◆ **Provided text**
ACTION NEEDED:

Congress should create health information technology policy that protects consumers, reduces costs and improves the quality of health care for Americans.    

 

BACKROUND:

Health insurance is expensive because health care is expensive, and the cost of insurance coverage is impacting our nation’s employers and economic growth. One way to address this issue is to make improvements to health information technology systems. It is estimated that improvements to IT can reduce health care costs up to 20 percent each year by saving time and reducing duplication. As such, NAHU is highly supportive of health IT initiatives as a way to lead to higher-quality care for American consumers by reducing errors and improving patient satisfaction. Advances in health IT will enable true collaboration between doctors and patients as consumers make more informed choices and doctors become more involved in their care. In the long run, improved technology will also provide better information to track public health problems and advance clinical research.

 

Electronic Health Records

An interoperable system of electronic health information holds many potential benefits

for consumers, including better coordination of health care regardless of patient location,

higher quality and more efficient care, increased system transparency, and patient access

to information about providers that allows them to make better decisions. NAHU supports efforts to make all health records electronic with interoperable technology so that all systems are able to communicate with one another making all individual health records as up-to-date as possible.

◆ **Actions to take**
A) Print the health IT policy text from "Congress should create" up to and including "care for Americans.".
B) Answer these questions from the health IT policy text:
(i) What kind of policy should Congress create?
(ii) By up to what percentage per year is it estimated that IT improvements can reduce health care costs?
(iii) Why does NAHU want health records made electronic with interoperable technology?
C) Go on with the health IT policy text from where it stops.

Segmentation mask data:
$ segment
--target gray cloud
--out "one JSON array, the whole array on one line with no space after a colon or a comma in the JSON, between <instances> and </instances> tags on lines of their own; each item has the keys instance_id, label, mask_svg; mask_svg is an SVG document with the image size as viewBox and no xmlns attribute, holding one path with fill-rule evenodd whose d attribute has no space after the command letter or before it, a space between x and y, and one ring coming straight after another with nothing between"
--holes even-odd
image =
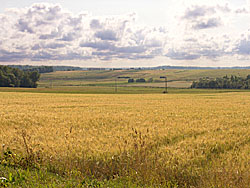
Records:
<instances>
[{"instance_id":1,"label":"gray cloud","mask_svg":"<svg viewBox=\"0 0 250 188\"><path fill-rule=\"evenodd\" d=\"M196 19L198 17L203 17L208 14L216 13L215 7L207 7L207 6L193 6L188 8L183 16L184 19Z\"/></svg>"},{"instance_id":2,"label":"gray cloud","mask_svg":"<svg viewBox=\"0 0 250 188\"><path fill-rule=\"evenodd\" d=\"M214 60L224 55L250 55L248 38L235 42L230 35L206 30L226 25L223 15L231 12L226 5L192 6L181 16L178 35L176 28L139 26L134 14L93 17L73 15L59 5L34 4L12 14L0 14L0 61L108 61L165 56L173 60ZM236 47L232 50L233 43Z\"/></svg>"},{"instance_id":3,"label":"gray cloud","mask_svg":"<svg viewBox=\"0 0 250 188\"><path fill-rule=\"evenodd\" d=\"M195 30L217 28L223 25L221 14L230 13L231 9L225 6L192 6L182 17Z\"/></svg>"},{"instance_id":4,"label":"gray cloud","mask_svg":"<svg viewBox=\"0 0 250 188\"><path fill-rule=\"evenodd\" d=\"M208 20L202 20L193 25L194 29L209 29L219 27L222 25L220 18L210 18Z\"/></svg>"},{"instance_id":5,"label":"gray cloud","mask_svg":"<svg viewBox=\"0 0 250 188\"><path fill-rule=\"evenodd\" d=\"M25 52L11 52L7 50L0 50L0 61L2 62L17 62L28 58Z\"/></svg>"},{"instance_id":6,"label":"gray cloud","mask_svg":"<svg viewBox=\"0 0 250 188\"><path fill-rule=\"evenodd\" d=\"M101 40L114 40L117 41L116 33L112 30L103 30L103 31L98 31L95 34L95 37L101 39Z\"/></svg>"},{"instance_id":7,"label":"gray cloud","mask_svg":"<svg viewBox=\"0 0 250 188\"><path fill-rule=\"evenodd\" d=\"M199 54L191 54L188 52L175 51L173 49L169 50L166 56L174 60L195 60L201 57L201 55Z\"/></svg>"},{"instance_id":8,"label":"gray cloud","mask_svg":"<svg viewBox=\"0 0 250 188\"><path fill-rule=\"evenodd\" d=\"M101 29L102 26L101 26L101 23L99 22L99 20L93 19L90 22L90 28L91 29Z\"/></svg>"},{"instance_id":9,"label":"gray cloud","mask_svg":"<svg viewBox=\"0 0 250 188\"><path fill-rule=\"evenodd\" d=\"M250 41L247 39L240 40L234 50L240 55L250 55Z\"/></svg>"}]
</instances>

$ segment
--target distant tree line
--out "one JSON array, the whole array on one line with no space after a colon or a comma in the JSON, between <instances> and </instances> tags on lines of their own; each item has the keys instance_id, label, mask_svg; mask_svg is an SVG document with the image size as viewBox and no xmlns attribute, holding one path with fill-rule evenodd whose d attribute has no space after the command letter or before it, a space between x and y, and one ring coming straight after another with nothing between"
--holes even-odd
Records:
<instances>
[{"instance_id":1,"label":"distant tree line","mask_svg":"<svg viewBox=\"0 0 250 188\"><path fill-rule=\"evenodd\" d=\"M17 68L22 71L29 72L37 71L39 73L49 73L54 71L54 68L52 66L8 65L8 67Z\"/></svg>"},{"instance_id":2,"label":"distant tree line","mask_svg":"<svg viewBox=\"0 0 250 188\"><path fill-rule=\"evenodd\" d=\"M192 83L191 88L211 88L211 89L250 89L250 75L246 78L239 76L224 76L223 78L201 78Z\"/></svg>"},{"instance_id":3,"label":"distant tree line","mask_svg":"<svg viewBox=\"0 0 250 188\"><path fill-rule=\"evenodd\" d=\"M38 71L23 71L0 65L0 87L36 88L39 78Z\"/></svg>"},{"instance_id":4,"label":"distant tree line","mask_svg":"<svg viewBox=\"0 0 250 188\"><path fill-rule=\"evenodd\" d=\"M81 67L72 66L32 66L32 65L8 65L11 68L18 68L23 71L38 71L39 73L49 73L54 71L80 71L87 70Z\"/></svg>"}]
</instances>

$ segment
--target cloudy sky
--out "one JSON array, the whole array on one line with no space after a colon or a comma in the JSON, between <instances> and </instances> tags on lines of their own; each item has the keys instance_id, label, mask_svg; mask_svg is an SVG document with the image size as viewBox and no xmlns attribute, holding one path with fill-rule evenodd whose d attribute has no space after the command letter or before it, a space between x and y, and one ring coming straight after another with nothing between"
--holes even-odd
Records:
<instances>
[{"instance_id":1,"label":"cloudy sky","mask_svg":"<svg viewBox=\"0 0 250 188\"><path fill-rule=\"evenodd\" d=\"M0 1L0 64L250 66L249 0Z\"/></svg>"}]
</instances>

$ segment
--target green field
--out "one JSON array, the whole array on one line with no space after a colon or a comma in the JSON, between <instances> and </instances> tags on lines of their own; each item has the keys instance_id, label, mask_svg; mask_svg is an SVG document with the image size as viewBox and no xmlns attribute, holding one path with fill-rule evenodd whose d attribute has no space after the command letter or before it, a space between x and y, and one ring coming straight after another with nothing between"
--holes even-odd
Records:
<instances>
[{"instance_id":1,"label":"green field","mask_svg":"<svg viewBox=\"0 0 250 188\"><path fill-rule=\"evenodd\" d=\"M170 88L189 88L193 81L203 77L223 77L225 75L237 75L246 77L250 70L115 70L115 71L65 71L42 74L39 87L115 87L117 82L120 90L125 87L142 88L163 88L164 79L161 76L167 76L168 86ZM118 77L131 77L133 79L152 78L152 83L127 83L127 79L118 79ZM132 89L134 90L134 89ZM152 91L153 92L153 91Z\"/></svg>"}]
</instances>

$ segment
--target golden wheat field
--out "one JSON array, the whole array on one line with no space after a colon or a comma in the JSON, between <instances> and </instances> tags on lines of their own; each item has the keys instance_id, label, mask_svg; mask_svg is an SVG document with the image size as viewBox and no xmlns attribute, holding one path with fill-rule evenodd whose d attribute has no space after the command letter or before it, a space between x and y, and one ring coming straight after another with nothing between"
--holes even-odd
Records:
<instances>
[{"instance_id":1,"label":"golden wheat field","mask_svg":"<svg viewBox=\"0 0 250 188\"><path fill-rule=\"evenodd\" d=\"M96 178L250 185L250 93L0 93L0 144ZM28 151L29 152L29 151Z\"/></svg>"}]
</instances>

◆ **Answers to the tasks**
A)
Congress should create health information technology policy that protects consumers, reduces costs and improves the quality of health care for Americans.

B)
(i) Health information technology policy that protects consumers, reduces costs and improves the quality of health care for Americans.
(ii) Up to 20 percent.
(iii) So that all systems can communicate with one another, making all individual health records as up-to-date as possible.

C)
Consumer Protection

Health information technology offers tremendous potential to increase privacy and security protections beyond those available with paper medical records. Electronic health records would protect patient privacy by only allowing authorized individuals to access protected health information. The Department of Health and Human Services is working to identify the strategies necessary to ensure that health information is secure and protected in a nationwide health information network. These efforts seek to balance both the importance of protecting information and the goals of sharing important information to improve clinical care and health care quality. NAHU feels that current federal protections of health information under HIPAA provide adequate protection for patients and are not overly burdensome on providers or insurers. We oppose attempts to change these protections to allow for private rights of action.

 

Transparency

Transparency of cost is another critical component of overall cost reduction. The advent of a more consumer-directed approach to health insurance coverage is essential to reducing overall health care costs as it will help curb excessive utilization and claims and drive down costs by increasing competition among providers. However, to be fully successful, American consumers must be fully aware of the cost of the health care that they are purchasing. Since the vast majority of American health care expenses are paid by a third party through the administration of health insurance claims, most Americans have no idea what their health care actually costs, and they have been conditioned not to even ask. As a result, the ability for consumers to compare costs and quality when making decisions as to which providers to use and which health care services to select has been virtually eliminated.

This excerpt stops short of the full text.